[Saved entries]
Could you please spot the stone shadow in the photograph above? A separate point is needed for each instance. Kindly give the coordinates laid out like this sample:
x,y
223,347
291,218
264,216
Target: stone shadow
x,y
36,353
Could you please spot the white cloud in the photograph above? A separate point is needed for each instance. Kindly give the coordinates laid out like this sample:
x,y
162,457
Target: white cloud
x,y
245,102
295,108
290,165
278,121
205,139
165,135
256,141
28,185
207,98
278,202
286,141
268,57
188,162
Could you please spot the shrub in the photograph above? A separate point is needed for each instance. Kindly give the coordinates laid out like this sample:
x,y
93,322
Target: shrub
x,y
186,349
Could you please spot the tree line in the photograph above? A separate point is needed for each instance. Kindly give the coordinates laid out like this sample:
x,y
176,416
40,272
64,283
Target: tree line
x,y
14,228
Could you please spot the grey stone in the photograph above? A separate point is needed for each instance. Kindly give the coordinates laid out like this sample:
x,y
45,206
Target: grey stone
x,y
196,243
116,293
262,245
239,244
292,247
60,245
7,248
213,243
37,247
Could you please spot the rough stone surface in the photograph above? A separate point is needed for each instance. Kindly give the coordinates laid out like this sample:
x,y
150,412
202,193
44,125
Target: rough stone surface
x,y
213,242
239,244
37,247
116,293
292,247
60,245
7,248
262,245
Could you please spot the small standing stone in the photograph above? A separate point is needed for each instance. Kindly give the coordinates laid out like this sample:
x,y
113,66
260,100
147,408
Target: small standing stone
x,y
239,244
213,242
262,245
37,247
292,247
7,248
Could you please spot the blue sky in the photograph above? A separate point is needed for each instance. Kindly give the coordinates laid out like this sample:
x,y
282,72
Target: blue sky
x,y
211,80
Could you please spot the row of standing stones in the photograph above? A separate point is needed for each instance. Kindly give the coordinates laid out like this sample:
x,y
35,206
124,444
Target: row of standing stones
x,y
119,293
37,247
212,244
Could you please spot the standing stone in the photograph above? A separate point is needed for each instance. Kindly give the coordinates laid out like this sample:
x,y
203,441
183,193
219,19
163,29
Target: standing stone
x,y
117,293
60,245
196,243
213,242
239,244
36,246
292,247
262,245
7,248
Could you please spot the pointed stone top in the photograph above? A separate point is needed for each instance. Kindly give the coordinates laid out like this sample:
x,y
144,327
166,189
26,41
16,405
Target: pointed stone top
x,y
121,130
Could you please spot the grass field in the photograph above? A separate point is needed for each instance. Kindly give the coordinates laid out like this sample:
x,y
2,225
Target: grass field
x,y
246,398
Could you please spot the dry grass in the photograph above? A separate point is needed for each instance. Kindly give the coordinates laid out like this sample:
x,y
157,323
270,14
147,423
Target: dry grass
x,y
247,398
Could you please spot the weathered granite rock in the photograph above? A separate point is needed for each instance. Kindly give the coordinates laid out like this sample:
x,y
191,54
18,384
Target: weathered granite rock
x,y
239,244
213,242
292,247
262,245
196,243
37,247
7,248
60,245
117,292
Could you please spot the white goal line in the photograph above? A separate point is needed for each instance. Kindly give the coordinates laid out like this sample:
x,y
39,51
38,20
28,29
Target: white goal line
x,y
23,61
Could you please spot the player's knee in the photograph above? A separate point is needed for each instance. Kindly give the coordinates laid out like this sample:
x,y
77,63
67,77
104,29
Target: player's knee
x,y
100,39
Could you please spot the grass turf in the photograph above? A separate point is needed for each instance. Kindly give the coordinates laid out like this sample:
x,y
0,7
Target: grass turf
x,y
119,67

◆ AIM OF THE TASK ◆
Reproduce all of the items above word for word, with nothing changed.

◆ EXPECTED ANSWER ◆
Could you please spot the stone shadow in the photograph above? A separate point is needed for each instance. Kindly give the coordinates laid out like this sample:
x,y
223,347
291,218
264,216
Target: stone shadow
x,y
36,353
Could you please spot the white cloud in the photograph above? A separate point is needed for each instance. Kindly give the coordinates laid out like this sample:
x,y
162,457
Target: white cloud
x,y
245,102
295,108
290,165
278,121
205,139
165,135
256,141
28,185
207,98
278,202
286,141
268,57
188,162
Could you please spot the shrub in the photograph above? A separate point is needed for each instance. Kindly give the coordinates laid out like this sample:
x,y
93,322
Target: shrub
x,y
186,349
Could you please spot the tree line in the photograph above? A separate point is needed for each instance. Kindly give the coordinates laid out like this sample:
x,y
176,416
40,272
64,283
Target: tree line
x,y
14,228
Could you please spot the grey stone in the photograph above? A separate point is needed for each instance. Kindly give the coordinates laid out like this sample:
x,y
45,206
Target: grey stone
x,y
196,243
116,293
262,245
239,244
292,247
60,245
7,248
213,243
37,247
Could you please spot the rough stone surface in the photograph above? A separate point is needed for each instance. Kindly give the coordinates laid out like this sample:
x,y
150,412
202,193
44,125
Target: rough stone surface
x,y
213,242
239,244
37,247
116,293
292,247
60,245
7,248
262,245
Could you please spot the small standing stone in the photograph above? A separate point is needed for each instance. Kindly give the coordinates laid out like this sample:
x,y
113,66
260,100
147,408
Target: small standing stone
x,y
239,244
213,242
262,245
37,247
292,247
7,248
Could you please spot the blue sky in the photograph above? A separate point is needed for each instance. Kindly give the coordinates laid out like this sample:
x,y
282,72
Target: blue sky
x,y
211,80
Could you please spot the row of standing stones in the photograph above? A separate point is needed for each instance. Kindly give the coordinates laid out like this sample:
x,y
35,206
124,444
Target: row of standing stones
x,y
119,293
37,247
212,244
Could you please spot the standing stone in the photograph above? A separate point is needed for each instance. Kindly give the coordinates laid out like this sample:
x,y
203,441
183,193
219,19
163,29
Target: standing stone
x,y
117,293
60,245
196,243
213,242
239,244
36,246
292,247
262,245
7,248
Could you please spot the pointed stone top in the photograph above? A separate point is needed for each instance. Kindly give the coordinates laid out like this sample:
x,y
144,327
166,189
26,41
16,405
Target: pointed stone top
x,y
121,130
Could you please spot the grass field in the photograph above? A separate point is needed for each instance. Kindly give the coordinates laid out like this sample:
x,y
2,225
Target: grass field
x,y
246,398
Could you please spot the dry grass in the photograph above? A separate point is needed for each instance. Kindly give the coordinates laid out like this sample:
x,y
157,323
270,14
147,423
Target: dry grass
x,y
247,398
Could you please spot the weathered granite rock in the photograph above? A separate point is needed for each instance. Kindly give the coordinates laid out like this sample:
x,y
191,54
18,384
Target: weathered granite rock
x,y
239,244
213,242
292,247
262,245
196,243
37,247
7,248
60,245
117,292
Could you please spot the white goal line in the photograph above? A separate point is needed for each instance. Kindly give the coordinates laid out like this sample:
x,y
39,51
38,20
28,29
Target: white goal line
x,y
23,61
Could you please spot the player's knee in the photograph above? A separate point is needed for each instance. Kindly give the coordinates laid out like this sample:
x,y
77,63
67,77
104,29
Target: player's knee
x,y
100,39
Could you please spot the grass turf in the photograph above? A separate point is needed for each instance. Kindly give the coordinates laid out like this sample:
x,y
0,7
Target: grass turf
x,y
119,67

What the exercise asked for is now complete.